■ Problem description
Beneath this line are the data; copy exactly the part of them that opens with the line containing "x=373, y=721" and closes with the line containing "x=194, y=20", and only that part.

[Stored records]
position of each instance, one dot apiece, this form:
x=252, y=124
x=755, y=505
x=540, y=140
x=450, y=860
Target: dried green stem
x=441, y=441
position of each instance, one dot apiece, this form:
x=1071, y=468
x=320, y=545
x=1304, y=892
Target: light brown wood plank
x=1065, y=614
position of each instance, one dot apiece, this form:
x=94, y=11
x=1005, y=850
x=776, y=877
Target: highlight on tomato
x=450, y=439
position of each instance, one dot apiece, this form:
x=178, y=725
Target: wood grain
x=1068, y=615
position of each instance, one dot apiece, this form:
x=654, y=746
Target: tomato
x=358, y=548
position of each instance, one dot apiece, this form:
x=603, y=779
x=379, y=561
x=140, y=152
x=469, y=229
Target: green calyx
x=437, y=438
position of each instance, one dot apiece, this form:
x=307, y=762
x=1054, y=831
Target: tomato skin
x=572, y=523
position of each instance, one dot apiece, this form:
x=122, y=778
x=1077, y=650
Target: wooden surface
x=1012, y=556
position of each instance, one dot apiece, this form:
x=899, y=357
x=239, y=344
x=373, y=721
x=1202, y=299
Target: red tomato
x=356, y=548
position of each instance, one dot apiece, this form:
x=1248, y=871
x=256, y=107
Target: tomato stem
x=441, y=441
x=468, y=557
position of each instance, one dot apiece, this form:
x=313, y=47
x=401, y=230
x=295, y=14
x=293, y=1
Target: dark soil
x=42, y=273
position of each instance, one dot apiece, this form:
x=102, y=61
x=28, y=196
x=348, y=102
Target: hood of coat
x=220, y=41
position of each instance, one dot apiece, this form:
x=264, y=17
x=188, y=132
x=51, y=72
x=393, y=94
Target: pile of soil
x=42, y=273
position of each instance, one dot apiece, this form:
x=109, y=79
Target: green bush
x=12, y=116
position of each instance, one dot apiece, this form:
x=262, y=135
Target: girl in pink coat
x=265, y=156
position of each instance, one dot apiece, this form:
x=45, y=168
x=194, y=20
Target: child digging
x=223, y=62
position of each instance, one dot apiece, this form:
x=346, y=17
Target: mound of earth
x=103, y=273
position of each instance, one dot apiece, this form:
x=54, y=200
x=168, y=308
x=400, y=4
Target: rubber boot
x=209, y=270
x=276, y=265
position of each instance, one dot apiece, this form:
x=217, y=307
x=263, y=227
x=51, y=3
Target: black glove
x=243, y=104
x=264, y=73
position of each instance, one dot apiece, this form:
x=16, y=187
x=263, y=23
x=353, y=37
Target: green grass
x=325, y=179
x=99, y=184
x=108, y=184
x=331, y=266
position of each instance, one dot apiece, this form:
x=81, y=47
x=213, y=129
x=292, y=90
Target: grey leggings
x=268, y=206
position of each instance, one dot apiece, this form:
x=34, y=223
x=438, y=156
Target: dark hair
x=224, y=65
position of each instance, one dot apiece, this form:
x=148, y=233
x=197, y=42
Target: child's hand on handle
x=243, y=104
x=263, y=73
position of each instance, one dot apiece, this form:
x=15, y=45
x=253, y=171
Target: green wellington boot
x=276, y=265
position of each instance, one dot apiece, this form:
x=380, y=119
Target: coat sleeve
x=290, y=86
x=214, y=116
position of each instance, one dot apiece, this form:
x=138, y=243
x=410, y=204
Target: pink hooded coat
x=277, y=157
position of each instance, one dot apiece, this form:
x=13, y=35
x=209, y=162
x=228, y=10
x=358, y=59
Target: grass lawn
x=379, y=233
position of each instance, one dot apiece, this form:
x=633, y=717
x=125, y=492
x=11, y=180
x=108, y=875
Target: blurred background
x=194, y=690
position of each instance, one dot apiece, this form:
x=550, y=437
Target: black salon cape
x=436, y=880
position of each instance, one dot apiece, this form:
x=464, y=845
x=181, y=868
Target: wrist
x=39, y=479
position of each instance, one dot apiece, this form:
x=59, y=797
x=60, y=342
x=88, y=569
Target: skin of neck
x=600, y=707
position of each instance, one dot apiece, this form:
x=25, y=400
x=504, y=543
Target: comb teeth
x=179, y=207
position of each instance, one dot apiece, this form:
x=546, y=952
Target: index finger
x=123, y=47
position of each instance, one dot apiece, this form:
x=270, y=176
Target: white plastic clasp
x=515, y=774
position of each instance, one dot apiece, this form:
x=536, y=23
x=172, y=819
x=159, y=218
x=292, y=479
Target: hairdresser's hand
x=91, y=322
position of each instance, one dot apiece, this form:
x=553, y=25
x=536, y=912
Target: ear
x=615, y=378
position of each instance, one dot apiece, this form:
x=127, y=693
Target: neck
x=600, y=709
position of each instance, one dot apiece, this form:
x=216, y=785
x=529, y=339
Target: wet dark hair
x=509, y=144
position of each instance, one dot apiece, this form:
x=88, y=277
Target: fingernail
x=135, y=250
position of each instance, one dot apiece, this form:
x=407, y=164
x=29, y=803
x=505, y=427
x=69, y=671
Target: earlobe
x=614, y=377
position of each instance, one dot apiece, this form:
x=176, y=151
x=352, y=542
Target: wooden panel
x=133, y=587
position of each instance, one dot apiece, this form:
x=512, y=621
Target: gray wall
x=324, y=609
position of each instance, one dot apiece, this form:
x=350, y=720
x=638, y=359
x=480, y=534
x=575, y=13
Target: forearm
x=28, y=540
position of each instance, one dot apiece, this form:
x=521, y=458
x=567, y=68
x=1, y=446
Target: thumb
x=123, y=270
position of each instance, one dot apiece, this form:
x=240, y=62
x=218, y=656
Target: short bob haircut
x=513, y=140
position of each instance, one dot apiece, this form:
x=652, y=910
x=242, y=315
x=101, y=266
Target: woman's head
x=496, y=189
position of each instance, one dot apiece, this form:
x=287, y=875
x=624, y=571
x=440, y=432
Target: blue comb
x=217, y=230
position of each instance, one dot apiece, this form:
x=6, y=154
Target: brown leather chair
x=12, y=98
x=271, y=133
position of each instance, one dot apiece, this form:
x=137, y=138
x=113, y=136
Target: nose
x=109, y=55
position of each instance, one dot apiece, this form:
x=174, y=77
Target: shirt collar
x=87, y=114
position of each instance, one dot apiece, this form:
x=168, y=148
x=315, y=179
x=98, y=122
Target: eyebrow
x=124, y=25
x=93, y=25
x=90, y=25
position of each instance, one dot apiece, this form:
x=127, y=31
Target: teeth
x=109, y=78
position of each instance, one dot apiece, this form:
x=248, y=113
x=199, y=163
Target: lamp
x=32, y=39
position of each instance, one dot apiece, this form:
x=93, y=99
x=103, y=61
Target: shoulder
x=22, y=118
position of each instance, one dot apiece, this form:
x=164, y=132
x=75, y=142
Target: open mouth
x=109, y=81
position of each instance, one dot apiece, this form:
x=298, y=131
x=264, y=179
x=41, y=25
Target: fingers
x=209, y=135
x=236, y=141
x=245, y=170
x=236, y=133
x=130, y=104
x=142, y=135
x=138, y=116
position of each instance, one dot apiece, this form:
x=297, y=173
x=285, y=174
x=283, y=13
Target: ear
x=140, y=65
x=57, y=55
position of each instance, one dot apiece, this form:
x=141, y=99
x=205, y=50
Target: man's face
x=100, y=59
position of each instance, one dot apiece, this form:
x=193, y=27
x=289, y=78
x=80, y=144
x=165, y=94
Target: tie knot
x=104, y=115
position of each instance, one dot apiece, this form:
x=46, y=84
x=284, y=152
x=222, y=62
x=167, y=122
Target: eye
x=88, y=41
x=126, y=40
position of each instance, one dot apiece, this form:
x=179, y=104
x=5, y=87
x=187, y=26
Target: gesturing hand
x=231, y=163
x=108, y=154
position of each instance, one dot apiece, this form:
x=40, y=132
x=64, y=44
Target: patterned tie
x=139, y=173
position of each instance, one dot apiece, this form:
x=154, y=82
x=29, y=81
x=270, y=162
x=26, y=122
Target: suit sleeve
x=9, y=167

■ Answer section
x=373, y=721
x=1202, y=299
Target: red tomato
x=356, y=548
position of each instance, one dot apiece, this form:
x=1248, y=871
x=256, y=107
Target: tomato stem
x=441, y=441
x=468, y=557
position of each instance, one dot apiece, this form:
x=313, y=47
x=401, y=230
x=295, y=14
x=293, y=1
Target: dark soil
x=42, y=273
position of each instance, one dot apiece, this form:
x=102, y=61
x=28, y=196
x=348, y=102
Target: hood of coat
x=220, y=41
position of each instance, one dot apiece, this form:
x=264, y=17
x=188, y=132
x=51, y=72
x=393, y=94
Target: pile of soil
x=42, y=273
position of each instance, one dot apiece, this form:
x=109, y=79
Target: green bush
x=12, y=116
position of each instance, one dot apiece, this form:
x=262, y=135
Target: girl in pink coat
x=265, y=156
position of each instance, one dot apiece, this form:
x=45, y=168
x=194, y=20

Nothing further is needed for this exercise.